**Named object pointing entries**:
=======
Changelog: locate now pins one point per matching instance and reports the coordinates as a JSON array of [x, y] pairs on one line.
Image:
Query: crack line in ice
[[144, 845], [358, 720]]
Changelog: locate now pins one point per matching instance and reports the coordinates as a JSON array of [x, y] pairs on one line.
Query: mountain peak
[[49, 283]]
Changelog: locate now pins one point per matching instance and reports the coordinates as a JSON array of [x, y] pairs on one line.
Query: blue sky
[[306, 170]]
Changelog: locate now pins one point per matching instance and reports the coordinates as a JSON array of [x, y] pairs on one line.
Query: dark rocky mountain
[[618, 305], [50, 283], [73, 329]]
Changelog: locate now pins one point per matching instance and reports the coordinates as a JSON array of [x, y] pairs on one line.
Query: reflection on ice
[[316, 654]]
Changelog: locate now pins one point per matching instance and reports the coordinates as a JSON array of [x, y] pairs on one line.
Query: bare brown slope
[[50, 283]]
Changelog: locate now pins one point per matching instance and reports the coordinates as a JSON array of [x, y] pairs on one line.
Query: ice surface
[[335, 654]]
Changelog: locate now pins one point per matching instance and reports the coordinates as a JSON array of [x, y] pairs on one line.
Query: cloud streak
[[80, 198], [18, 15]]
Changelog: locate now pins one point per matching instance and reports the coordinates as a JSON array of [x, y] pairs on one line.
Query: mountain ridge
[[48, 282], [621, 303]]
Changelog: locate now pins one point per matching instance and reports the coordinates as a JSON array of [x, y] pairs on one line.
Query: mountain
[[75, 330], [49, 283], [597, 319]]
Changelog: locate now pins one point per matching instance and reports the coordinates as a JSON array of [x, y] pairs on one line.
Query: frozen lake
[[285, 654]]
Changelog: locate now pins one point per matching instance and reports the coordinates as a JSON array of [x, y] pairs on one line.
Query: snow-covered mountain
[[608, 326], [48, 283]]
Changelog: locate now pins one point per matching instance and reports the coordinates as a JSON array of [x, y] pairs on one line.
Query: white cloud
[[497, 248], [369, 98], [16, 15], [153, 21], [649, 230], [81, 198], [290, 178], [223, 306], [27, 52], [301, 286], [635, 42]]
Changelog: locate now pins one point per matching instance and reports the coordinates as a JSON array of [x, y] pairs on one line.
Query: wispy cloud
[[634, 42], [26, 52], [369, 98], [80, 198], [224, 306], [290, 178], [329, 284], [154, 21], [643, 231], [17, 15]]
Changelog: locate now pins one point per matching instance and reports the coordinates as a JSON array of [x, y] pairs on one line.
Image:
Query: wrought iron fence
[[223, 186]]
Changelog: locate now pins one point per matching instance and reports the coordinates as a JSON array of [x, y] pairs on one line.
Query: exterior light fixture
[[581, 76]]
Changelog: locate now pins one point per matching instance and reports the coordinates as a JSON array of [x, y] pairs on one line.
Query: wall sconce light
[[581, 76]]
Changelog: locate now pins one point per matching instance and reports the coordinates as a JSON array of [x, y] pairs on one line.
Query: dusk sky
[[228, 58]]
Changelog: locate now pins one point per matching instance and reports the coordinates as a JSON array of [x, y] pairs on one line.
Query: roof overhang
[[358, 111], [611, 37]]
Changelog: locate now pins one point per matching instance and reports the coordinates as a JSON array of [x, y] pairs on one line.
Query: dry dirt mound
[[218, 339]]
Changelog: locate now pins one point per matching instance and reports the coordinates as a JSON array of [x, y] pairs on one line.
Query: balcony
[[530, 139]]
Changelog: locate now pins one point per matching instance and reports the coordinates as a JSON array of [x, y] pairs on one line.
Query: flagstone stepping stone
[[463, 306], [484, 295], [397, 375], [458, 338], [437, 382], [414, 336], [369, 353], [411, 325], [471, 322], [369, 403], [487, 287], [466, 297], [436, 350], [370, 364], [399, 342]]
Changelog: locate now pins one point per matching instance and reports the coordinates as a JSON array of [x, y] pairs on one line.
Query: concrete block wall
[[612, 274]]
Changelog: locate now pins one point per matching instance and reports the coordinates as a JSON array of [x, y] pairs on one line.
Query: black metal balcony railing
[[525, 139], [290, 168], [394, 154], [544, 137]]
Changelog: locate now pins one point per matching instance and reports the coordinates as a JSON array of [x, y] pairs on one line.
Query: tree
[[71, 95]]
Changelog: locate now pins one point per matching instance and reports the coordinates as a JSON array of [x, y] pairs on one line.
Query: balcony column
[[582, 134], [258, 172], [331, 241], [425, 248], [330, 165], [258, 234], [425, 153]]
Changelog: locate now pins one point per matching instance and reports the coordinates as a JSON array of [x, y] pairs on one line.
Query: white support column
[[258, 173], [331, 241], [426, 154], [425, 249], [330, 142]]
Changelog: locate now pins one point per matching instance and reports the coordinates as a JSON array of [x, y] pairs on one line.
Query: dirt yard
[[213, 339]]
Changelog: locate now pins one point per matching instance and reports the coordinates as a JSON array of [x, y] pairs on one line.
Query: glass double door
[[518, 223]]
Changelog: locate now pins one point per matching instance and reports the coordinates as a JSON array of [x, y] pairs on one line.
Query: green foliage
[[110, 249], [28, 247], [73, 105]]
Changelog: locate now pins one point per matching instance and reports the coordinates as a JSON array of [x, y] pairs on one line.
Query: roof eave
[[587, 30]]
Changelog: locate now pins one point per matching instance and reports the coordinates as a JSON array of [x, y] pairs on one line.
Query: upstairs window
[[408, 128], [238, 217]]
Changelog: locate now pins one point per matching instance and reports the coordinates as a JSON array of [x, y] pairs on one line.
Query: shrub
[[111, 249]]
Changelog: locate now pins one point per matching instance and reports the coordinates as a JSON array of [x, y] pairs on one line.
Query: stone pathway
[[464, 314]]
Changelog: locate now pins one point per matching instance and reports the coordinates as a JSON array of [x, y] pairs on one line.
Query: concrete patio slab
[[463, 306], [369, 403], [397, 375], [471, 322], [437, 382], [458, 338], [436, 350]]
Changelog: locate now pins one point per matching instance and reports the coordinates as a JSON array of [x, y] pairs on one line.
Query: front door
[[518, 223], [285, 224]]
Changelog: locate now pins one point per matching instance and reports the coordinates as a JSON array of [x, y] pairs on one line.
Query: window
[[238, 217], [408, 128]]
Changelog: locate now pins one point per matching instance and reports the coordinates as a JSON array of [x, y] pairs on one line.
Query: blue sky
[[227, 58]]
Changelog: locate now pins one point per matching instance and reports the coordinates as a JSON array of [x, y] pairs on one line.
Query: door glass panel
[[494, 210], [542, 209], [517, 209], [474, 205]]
=======
**Task details**: Reproduce the listing from its start through the line containing "[[49, 283]]", requests included, and shift every coordinate in the answers by adding 7 to each number.

**Result of the exercise**:
Changelog: locate now pins one point per matching instance and reports the coordinates as a JSON array of [x, y] pairs on one line.
Image:
Query: crack line in ice
[[151, 852], [365, 727]]
Changelog: locate now pins one point per matching instance and reports the coordinates as a JSON array of [x, y] pairs on one line.
Query: mountain peak
[[56, 290]]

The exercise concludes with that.